### Task statement
Look below for the line with "neighboring tile roof in this photo.". Extract that line and each one after it through the last, word for word.

### Data provided
╭──
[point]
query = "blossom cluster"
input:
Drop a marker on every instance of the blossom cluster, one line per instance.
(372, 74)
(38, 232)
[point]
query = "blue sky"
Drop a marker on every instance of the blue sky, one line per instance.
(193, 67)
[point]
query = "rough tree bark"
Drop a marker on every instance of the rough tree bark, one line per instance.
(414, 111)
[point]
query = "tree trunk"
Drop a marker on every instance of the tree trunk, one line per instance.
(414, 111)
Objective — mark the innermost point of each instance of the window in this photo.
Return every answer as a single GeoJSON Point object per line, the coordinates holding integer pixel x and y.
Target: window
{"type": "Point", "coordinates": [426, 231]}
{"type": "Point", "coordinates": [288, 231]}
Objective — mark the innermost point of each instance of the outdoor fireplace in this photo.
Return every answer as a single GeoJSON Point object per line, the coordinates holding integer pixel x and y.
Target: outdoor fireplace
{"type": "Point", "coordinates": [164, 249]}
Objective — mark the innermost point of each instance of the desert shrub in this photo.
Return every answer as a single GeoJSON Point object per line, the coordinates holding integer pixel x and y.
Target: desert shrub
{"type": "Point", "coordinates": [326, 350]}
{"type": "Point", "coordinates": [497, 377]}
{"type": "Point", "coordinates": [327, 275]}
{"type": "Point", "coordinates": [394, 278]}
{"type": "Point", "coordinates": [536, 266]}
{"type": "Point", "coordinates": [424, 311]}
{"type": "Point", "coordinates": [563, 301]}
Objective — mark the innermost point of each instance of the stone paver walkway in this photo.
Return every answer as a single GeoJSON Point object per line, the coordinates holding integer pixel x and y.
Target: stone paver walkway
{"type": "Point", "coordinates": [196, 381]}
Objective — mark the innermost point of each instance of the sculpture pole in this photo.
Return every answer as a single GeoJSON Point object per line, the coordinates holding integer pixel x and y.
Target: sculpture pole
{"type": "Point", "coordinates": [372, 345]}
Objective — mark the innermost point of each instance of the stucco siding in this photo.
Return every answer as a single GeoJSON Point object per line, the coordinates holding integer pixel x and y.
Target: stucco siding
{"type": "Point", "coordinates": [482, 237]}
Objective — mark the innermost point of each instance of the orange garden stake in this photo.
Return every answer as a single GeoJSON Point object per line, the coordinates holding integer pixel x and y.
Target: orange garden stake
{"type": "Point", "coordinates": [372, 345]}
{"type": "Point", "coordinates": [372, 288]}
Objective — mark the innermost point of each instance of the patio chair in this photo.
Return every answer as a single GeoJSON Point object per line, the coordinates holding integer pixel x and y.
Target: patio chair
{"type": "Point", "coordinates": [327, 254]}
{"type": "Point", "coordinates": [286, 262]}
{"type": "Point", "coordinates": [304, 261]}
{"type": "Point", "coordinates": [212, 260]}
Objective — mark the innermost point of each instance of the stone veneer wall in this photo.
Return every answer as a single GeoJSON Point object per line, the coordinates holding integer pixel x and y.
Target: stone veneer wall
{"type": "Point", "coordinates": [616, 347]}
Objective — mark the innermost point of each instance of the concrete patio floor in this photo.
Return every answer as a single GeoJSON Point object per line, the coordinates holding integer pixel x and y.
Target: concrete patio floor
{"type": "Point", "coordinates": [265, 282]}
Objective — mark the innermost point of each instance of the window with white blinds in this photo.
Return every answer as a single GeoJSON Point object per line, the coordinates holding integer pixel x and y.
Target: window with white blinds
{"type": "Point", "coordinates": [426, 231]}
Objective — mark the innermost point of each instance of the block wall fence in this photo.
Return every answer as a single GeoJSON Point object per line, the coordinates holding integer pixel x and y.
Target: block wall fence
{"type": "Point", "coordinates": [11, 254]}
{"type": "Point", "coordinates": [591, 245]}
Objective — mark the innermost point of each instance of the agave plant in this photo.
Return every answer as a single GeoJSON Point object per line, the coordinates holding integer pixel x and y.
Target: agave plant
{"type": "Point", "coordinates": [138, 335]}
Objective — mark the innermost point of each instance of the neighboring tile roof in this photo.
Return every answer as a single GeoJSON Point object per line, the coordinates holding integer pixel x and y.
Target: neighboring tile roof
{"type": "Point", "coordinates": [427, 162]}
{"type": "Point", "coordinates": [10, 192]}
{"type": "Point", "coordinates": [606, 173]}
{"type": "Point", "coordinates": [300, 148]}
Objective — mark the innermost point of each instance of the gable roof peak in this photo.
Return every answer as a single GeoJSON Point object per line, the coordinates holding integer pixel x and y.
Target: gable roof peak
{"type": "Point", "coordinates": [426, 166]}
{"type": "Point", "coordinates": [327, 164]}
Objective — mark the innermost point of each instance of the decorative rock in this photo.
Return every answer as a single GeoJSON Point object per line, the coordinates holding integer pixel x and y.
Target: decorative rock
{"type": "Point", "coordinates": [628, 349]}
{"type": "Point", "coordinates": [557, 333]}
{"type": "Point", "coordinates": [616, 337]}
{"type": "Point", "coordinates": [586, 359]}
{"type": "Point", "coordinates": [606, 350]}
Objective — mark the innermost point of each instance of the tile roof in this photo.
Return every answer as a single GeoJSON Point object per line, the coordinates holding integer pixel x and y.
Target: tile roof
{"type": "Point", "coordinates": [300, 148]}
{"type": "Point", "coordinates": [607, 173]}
╰──
### Solution for this exercise
Objective — mark the innermost point of each instance of the neighboring tile roof in this photo.
Return every answer as a single GeoJSON Point object per line, the coordinates holding integer pixel x and y.
Target: neighboring tile roof
{"type": "Point", "coordinates": [427, 162]}
{"type": "Point", "coordinates": [10, 192]}
{"type": "Point", "coordinates": [606, 173]}
{"type": "Point", "coordinates": [300, 148]}
Objective — mark the innermost point of each instance of the gable roof peak in this photo.
Return every answer as a single GeoJSON Point object per line, the coordinates holding integer pixel x and y.
Target: gable roof peak
{"type": "Point", "coordinates": [426, 166]}
{"type": "Point", "coordinates": [327, 164]}
Objective — mark the innermost point of each instance of the decorative rock in this photo.
Return every answer as a single GeoJSON Point object per line, the coordinates holding integer pixel x and y.
Target: decorative rock
{"type": "Point", "coordinates": [628, 349]}
{"type": "Point", "coordinates": [557, 333]}
{"type": "Point", "coordinates": [616, 337]}
{"type": "Point", "coordinates": [586, 359]}
{"type": "Point", "coordinates": [606, 350]}
Objective — mark the innermost point of each instance of the tile roof in this photo.
Return every answer as a single GeoJSON Point object per line, the coordinates holding integer pixel x and y.
Target: tile roof
{"type": "Point", "coordinates": [300, 148]}
{"type": "Point", "coordinates": [607, 173]}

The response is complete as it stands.